Output the stretch of material below from the line containing "out the grass" through the line containing "704), (288, 684)]", copying each line word for word.

----------------------------------------

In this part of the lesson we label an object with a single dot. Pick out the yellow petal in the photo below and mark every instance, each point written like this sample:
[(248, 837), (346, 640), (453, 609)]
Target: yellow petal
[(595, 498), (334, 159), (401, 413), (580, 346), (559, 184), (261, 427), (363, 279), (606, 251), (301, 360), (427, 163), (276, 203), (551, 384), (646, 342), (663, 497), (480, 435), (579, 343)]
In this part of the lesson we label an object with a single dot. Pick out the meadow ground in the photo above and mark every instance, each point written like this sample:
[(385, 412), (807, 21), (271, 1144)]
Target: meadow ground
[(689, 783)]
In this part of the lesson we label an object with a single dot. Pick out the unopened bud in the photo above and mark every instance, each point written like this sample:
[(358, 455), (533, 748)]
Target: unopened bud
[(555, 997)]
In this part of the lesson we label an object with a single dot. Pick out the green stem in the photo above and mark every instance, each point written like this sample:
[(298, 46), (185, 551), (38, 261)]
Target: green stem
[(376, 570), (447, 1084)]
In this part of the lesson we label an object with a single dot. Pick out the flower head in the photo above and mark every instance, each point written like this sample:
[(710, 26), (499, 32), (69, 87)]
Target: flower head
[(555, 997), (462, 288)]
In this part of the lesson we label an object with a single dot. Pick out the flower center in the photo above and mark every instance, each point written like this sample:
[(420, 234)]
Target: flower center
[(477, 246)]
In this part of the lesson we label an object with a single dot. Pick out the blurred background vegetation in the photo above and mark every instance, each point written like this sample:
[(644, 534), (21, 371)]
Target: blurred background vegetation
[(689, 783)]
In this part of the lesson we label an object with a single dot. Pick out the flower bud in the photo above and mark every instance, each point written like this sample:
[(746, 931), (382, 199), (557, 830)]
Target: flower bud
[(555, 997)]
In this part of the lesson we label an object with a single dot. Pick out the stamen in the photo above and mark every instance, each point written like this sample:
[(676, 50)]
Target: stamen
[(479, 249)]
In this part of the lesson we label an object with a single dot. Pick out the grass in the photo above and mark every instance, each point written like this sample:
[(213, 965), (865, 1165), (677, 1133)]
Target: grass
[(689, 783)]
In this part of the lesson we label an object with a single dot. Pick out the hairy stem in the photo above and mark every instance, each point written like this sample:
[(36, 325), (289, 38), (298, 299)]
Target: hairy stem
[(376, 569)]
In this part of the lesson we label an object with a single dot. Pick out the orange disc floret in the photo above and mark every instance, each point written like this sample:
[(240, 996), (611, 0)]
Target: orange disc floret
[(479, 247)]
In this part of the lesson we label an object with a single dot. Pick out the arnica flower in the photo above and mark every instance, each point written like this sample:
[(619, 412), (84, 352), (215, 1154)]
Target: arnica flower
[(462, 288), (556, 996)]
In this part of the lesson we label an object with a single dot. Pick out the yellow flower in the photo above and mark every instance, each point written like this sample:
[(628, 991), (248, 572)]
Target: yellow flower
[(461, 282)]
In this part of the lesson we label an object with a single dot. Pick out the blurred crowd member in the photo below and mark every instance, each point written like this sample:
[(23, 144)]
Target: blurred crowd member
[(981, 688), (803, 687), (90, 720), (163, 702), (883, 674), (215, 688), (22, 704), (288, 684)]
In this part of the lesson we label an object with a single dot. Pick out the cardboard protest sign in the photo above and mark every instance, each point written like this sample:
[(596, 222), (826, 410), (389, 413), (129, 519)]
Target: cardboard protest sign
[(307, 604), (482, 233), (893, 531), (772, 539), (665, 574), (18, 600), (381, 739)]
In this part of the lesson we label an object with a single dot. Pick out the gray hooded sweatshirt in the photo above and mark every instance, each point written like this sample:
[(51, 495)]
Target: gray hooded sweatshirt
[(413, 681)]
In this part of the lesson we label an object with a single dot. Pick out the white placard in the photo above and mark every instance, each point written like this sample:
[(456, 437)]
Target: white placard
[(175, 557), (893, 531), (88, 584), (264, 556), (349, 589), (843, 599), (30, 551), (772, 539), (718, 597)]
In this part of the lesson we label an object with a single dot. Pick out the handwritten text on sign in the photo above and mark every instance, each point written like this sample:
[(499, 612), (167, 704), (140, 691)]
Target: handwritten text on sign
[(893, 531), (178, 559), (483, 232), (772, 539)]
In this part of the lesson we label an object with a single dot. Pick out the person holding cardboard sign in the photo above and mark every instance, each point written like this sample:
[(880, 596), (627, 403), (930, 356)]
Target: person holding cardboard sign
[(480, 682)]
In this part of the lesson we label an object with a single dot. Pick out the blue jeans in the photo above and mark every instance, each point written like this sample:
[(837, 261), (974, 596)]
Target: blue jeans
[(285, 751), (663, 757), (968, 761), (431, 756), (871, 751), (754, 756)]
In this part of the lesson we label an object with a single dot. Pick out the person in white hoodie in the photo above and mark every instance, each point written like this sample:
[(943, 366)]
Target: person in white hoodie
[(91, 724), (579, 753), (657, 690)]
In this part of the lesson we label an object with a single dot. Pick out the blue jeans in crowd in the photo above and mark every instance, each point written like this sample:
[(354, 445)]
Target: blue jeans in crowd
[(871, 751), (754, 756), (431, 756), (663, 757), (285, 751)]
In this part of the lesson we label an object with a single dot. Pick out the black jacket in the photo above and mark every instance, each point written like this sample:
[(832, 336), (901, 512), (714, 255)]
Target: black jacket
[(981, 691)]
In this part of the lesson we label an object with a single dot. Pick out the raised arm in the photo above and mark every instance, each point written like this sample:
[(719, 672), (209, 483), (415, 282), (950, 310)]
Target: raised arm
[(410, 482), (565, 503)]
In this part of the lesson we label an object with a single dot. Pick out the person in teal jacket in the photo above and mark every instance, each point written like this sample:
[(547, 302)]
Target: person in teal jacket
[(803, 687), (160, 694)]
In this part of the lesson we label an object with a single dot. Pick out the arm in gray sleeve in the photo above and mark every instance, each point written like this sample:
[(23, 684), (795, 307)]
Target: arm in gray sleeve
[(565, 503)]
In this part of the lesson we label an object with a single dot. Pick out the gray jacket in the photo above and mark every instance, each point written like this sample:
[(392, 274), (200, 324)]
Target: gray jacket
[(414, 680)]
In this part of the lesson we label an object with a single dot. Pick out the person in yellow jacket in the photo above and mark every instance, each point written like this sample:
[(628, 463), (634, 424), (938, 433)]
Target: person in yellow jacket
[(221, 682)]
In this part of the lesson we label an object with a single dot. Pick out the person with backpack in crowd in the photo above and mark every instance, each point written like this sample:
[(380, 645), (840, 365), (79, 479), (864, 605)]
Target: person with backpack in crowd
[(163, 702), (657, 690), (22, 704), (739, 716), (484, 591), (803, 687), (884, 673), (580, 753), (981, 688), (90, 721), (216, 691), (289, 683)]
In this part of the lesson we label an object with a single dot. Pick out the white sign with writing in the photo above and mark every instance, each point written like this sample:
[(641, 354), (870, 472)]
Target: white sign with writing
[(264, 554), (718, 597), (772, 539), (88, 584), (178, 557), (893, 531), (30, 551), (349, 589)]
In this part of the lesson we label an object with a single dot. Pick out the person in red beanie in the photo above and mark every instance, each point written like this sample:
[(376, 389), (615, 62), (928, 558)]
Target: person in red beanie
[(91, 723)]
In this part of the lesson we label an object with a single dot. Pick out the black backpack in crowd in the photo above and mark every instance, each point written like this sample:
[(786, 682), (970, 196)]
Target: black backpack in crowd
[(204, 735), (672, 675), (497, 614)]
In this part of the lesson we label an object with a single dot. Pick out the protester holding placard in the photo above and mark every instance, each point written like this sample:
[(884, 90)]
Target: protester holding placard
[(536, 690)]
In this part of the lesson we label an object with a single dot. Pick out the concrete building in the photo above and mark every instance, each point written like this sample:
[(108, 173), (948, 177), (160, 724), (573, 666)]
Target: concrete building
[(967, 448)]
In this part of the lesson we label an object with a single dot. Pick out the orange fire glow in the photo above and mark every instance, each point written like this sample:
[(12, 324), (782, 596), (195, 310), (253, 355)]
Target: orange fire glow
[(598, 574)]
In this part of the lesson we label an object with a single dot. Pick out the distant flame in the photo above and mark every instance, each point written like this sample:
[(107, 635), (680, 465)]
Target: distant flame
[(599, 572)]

----------------------------------------

* RESULT OF THIS EXERCISE
In this part of the lesson we label an object with a single dot. Pick out the grass in the photo above and mark every instance, each point written like this sample:
[(213, 965), (865, 1165), (677, 1133)]
Target: grass
[(689, 783)]
In this part of the lesson we label an object with a single dot. Pick out the hairy stem in the photo above and mark every instance, each point written like this sample:
[(36, 325), (289, 38), (298, 299)]
Target: hairy stem
[(376, 569)]
In this part of the lesson we label an object with a single dot. Pick out the orange disc floret in the photo above and mark every instance, each point written like this sample:
[(240, 996), (611, 0)]
Target: orange disc floret
[(479, 247)]
In this part of the lesson we label an object with a single dot. Pick out the arnica flower in the photo above and mark every instance, each point written like this sample:
[(619, 412), (84, 352), (215, 1154)]
Target: arnica flower
[(462, 288), (556, 996)]
In this part of the lesson we label an object with a single dot. Pick out the yellow flower in the photo above and mark every instance, each point written like this sample:
[(628, 991), (248, 572)]
Target: yellow flower
[(461, 282)]
In this part of the lesson we label an object with a single dot. Pick out the blurred crowd member in the photo below and mark every instance, each point written like this sample:
[(23, 144)]
Target: blurred crowd member
[(981, 688), (803, 687), (90, 720), (163, 702), (883, 674), (215, 688), (22, 704), (288, 684)]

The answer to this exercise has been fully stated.